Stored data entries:
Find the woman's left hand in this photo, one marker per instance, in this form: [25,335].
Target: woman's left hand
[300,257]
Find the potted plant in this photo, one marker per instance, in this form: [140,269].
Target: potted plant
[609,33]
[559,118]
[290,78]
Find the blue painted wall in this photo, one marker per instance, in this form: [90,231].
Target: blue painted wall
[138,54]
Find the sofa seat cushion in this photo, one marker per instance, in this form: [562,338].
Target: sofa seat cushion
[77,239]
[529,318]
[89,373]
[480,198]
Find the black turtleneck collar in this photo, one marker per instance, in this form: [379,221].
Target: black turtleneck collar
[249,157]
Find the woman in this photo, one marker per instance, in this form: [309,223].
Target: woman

§ Problem to work on: Copy every record exactly as presented.

§ Solved exercise:
Find the woman's left hand in this photo, one marker per instance, in this form: [25,335].
Target: woman's left hand
[300,257]
Find the potted plant in this photo, one marker per instance, in this form: [140,269].
Target: potted plant
[609,33]
[559,118]
[290,78]
Find the blue painted wall in this photo, one marker per instance, in this form: [90,231].
Target: blue painted wall
[138,54]
Find the sofa seat cushion in this photo, one marker per instance, in this form: [562,338].
Target: sofa seat cushion
[77,239]
[529,318]
[89,373]
[480,198]
Find the black turtleneck collar in this photo, one marker per instance, in this form: [379,221].
Target: black turtleneck collar
[249,157]
Find the woman in this photo, one marker per instance, in this form: [309,223].
Target: woman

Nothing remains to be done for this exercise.